* _Приведённый текст_:

В 1935 году Мария Памфиловна, потеряв мужа, живёт тяжело, растит дочерей и выходит вторично замуж за музыканта из Сибири – Петра Савельевича Пестерова, от которого родила ещё двух девочек, Валентину и Ларису. И до самой смерти ведёт хозяйство.

“Белогвардейские гады” и “красная сволота”

От других не отличались —

Пели, плакали и дра́лись…

Утомлять перечнем и описанием своих родственников мне не придётся, поскольку знаний и сведений о них у меня, как говорится, кот наплакал. Да и разговоры о близкой и далёкой родне в нашем семейном кругу по понятным причинам не велись. Хотя ещё в отрочестве я хорошо усвоил, что часть семьи и родни делилась на “белогвардейских гадов” и “красных сволочей”. Такими эпитетами после нескольких стаканов водки, выпитых за праздничным столом, награждали друг друга идейные противники перед началом драки, которую моя бабушка прекращала ведром холодной воды. “Ну, мамаша, нельзя вам так нервничать”, – говорил мой отец, поднимаясь с пола и стряхивая с себя воду, оставив поверженную “белую гниду” лежать в луже. Надо прибавить, что бабушку мой отец бесконечно уважал и побаивался.

“Красную сволоту” представлял за столом мой отец, а “белогвардейскими гадами” были Леонид и Борис, родные братья моей бабушки, в прошлом офицеры царской армии, отсидевшие немалые сроки в сталинских лагерях.

Если разговоры о политике не возникали, то праздничный обед обходился без мордобоя и за столом звучали песни дореволюционного времени. У каждого исполнителя был свой репертуар. Первой пела бабушка “Балладу о шуте”, который за подаренный ему поцелуй королевы лишился головы. И когда дрожащим от волнения голосом она пропевала последние слова куплета, где гневливый и ревнивый король бросает отрубленную голову шута к ногам неверной королевы, в глазах её сверкали слёзы.

Мирный застольный концерт продолжался довольно замусоленной арией Роберто из “Иоланты” Чайковского в баритональном исполнении Леонида (из нашей родни он отсидел самый большой срок). “Кто может сравниться с Матильдой моей!” – пел “белогвардейский гад”, нарочито крепко прижимая к себе молодую жену явно не дворянского происхождения, по возрасту годящуюся ему во внучки, и обводя сидящих за столом победоносным взглядом.

Белогвардеец Борис – великолепный танцор, жуир и бабник – с чувством пел куплеты графа Данило из “Весёлой вдовы” Легара. “Мне, чёрт возьми, не повезло!” звучало у него особенно убедительно. А припев “Иду к «Максиму» я, там ждут меня друзья” увлажнял его глаза.

* _Набор строк_:

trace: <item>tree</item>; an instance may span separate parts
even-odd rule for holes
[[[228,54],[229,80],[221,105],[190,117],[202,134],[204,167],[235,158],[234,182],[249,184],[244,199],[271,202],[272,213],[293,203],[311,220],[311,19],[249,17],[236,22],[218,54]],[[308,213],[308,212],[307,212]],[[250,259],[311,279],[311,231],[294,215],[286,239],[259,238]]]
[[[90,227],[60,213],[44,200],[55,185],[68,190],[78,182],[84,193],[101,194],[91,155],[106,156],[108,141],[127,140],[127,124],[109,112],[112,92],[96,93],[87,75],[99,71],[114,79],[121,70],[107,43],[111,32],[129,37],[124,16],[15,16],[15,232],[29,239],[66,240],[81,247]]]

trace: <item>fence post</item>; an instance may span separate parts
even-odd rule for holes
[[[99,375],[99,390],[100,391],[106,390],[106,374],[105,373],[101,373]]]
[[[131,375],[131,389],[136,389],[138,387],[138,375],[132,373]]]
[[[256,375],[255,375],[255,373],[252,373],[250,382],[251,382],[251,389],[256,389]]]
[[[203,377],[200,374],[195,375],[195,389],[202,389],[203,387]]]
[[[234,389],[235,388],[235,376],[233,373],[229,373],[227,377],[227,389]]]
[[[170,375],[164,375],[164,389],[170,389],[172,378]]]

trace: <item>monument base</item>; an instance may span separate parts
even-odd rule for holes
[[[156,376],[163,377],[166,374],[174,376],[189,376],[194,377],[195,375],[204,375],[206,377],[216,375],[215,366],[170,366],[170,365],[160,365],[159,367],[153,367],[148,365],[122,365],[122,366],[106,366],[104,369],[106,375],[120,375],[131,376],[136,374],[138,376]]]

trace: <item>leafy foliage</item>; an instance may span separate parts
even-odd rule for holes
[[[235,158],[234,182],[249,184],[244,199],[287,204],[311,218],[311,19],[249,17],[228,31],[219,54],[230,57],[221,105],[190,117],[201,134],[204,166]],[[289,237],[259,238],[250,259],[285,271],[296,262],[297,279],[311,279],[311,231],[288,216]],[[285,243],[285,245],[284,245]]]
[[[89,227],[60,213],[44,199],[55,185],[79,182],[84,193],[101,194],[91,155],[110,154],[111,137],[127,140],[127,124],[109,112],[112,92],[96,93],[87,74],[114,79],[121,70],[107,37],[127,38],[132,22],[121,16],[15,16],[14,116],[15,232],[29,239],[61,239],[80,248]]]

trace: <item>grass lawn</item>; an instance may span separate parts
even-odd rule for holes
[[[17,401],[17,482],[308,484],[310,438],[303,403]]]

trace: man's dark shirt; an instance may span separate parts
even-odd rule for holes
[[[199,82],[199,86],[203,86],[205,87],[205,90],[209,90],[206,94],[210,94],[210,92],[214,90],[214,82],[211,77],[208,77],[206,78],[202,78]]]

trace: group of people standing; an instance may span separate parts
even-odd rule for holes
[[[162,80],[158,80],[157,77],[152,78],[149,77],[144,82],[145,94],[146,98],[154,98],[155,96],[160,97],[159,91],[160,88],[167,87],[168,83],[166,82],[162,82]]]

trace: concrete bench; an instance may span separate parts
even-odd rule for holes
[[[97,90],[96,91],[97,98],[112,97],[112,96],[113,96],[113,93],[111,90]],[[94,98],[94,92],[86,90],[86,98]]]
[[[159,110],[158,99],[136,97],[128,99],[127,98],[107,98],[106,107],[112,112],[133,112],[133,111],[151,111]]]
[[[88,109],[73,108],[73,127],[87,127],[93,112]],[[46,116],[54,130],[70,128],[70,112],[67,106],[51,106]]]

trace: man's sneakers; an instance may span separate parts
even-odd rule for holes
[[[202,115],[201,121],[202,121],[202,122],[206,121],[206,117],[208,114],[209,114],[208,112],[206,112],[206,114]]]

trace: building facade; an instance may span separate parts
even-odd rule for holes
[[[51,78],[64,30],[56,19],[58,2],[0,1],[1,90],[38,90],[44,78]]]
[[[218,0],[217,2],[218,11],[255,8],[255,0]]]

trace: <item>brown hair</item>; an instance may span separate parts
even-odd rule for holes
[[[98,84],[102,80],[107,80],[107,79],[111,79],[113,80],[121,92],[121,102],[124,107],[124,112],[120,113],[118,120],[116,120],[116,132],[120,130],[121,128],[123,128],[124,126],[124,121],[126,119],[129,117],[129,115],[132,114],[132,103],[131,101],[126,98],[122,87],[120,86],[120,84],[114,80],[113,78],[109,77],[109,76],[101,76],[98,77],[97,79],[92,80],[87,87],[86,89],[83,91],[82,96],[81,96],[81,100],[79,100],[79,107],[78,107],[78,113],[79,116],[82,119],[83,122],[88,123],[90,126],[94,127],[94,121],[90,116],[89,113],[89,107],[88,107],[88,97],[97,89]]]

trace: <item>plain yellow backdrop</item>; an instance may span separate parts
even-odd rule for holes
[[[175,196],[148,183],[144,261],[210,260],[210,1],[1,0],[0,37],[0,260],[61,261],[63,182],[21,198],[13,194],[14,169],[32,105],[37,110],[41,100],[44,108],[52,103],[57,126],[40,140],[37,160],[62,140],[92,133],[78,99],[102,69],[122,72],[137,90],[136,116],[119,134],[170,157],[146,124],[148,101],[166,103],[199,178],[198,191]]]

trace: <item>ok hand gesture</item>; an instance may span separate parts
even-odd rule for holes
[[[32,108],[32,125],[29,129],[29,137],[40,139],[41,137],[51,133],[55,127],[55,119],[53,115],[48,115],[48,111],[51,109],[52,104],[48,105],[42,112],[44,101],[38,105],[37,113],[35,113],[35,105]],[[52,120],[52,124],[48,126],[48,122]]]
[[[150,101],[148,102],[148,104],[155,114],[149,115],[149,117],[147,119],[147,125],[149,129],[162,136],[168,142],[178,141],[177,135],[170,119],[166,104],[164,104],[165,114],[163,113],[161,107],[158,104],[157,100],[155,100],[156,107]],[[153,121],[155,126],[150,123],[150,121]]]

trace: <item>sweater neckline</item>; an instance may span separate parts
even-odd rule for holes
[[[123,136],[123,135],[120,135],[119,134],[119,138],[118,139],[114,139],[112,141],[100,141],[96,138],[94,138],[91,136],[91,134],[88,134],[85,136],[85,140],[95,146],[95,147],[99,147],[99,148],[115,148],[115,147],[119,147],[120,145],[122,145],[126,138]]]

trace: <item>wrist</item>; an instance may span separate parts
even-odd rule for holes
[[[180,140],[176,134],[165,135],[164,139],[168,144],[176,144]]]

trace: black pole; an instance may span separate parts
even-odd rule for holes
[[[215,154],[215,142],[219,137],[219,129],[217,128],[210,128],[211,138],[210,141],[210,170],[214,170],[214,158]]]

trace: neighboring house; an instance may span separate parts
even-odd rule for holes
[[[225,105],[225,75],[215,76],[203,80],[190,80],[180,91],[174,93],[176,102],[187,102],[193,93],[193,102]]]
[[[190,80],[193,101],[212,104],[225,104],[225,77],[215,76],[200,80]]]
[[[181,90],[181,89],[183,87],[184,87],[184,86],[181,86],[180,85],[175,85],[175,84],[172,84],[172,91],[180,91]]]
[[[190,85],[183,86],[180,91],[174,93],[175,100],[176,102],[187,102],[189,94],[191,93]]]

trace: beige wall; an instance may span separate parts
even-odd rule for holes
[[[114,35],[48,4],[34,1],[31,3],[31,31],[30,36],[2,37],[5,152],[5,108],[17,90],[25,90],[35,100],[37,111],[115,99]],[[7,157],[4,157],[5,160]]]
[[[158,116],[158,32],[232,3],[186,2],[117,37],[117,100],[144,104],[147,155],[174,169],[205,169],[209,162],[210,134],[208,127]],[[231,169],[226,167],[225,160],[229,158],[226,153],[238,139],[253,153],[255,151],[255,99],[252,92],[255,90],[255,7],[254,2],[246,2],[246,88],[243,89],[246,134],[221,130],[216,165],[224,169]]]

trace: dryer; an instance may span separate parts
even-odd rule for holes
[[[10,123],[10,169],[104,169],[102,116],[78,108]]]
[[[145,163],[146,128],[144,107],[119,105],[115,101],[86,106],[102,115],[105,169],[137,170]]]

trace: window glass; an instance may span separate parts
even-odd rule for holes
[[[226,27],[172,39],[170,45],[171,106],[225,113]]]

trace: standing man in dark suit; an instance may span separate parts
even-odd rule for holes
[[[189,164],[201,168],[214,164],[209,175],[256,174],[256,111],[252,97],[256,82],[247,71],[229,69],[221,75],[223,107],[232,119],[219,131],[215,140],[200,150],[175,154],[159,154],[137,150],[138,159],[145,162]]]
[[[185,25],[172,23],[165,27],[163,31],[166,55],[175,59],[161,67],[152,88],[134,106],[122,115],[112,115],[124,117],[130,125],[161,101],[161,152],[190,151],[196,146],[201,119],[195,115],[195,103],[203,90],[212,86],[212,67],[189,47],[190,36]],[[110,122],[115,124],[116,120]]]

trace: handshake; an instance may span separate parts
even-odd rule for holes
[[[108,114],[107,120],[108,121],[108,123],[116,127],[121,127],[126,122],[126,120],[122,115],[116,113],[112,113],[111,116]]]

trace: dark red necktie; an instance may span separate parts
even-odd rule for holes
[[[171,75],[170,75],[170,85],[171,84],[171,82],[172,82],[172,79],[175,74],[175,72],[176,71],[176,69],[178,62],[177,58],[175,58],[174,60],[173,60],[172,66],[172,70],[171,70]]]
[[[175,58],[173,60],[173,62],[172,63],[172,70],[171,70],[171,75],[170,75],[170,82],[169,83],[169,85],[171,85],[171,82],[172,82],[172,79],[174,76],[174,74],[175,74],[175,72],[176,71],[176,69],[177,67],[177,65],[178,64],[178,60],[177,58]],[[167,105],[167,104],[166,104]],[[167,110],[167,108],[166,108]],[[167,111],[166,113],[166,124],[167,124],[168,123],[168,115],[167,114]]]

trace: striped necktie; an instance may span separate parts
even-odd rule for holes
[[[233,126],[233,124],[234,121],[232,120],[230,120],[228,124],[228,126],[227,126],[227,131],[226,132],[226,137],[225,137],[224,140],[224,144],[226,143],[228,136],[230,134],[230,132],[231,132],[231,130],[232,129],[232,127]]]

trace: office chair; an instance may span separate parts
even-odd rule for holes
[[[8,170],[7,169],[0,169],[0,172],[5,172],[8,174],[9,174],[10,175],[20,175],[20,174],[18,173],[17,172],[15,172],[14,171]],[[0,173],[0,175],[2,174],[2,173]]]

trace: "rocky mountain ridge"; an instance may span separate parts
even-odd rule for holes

* _Набор заданий_:
[A] Продублируйте из приведённого текста отрезок от слов «Мирный застольный концерт» до слов «увлажнял его глаза.» включительно.
[B] Проверьте по приведённому тексту три утверждения и для каждого ответьте «да» или «нет», приведя дословно решающие слова текста. (i) Леонид и Борис в прошлом служили офицерами царской армии. (ii) Драку за столом прекращал отец рассказчика. (iii) Куплеты графа Данило из «Весёлой вдовы» пел Леонид.
Строки взяты из другого источника.

* _Ожидаемые результаты_:
[A]
Мирный застольный концерт продолжался довольно замусоленной арией Роберто из “Иоланты” Чайковского в баритональном исполнении Леонида (из нашей родни он отсидел самый большой срок). “Кто может сравниться с Матильдой моей!” – пел “белогвардейский гад”, нарочито крепко прижимая к себе молодую жену явно не дворянского происхождения, по возрасту годящуюся ему во внучки, и обводя сидящих за столом победоносным взглядом.

Белогвардеец Борис – великолепный танцор, жуир и бабник – с чувством пел куплеты графа Данило из “Весёлой вдовы” Легара. “Мне, чёрт возьми, не повезло!” звучало у него особенно убедительно. А припев “Иду к «Максиму» я, там ждут меня друзья” увлажнял его глаза.

[B]
(i) Да: «в прошлом офицеры царской армии».
(ii) Нет: «которую моя бабушка прекращала ведром холодной воды».
(iii) Нет: «Белогвардеец Борис – великолепный танцор, жуир и бабник – с чувством пел куплеты графа Данило».